# PAGE EXCERPT:
◇ ◇ ◇ ◇
Book-bot.com - read famous books online for free

Three Expeditions into the Interior of Eastern Australia, Volume 1 by Thomas Mitchell
page 70 of 476 (14%)

December 4.

Mount Murulla is a remarkable cone of the Liverpool range, and being
visible from Warrawolong, is consequently an important point in the
general survey of the colony.

From Murulla, the range we had crossed extends eastward, enclosing the
valley in which we were encamped, and which gives birth to the river
Page. Our way now lay westward, towards the head of this valley, in order
to cross by the usual route, the higher and principal range, which still
lay to the north. We traversed, this day, six miles of the valley, and
encamped beside a remarkable rock, near to which the track turned
northward. I rode a little beyond our bivouac, and chanced to fall in
with a tribe of natives from Pewen Bewen on Dart Brook, one of whom
afterwards visited our camp, but he could tell us little about the
interior country. The whole of the valley appears to consist of good
land, and the adjacent mountains afford excellent sheep pasture. In the
evening, a native of Liverpool plains came to our tents; I gave him a
tobacco-pipe, and he promised to show me the best road across them.
◇ ◇ ◇ ◇
# RECORDED INFORMATION:
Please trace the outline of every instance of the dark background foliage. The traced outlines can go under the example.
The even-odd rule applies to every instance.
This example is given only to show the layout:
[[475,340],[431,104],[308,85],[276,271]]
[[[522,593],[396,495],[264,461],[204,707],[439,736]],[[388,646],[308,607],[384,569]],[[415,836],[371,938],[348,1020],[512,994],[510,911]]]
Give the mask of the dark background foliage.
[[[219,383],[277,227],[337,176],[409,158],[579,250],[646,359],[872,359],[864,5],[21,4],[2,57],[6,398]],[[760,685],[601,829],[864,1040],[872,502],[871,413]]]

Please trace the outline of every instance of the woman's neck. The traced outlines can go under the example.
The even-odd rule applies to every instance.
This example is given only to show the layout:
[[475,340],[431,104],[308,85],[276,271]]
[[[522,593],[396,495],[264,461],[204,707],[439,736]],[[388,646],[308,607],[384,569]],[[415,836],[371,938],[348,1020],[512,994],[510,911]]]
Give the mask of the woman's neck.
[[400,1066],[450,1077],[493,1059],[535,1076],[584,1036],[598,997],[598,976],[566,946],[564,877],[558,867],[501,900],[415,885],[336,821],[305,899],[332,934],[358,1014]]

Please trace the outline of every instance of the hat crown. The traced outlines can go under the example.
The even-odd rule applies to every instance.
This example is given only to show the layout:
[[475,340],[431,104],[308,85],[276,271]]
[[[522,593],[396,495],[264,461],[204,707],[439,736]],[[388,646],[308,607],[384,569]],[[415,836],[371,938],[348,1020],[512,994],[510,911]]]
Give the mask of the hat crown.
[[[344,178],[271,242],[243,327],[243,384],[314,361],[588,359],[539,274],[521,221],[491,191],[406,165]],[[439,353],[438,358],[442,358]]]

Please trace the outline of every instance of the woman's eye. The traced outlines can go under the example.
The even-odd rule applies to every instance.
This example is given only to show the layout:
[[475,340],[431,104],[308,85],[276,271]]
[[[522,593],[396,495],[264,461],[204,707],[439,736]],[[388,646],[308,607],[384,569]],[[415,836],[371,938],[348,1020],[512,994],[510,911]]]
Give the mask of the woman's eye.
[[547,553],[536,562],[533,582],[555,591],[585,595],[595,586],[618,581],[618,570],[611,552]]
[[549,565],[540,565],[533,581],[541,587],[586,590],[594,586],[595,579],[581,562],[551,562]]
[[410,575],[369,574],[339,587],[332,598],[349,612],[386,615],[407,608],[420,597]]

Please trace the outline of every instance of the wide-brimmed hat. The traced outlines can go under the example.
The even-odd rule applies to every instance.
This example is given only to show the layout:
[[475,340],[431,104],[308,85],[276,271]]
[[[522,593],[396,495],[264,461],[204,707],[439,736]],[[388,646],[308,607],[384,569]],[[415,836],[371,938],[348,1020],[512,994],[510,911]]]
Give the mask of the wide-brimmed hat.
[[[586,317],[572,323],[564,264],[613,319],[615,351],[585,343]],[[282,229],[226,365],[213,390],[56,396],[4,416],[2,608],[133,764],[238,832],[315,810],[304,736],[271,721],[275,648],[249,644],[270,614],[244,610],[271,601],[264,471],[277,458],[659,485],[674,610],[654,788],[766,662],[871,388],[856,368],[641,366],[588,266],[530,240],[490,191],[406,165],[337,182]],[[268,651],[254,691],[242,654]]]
◇ ◇ ◇ ◇
# JOBS:
(A) In the Australian expedition journal excerpt, what did the writer give the native of Liverpool plains who came to the tents?
(B) Report how many lines of the records contain the string "outline". Give only the number.
The records are unrelated to the text.

# RESPONSES IN ORDER:
(A) A tobacco-pipe.

(B) 5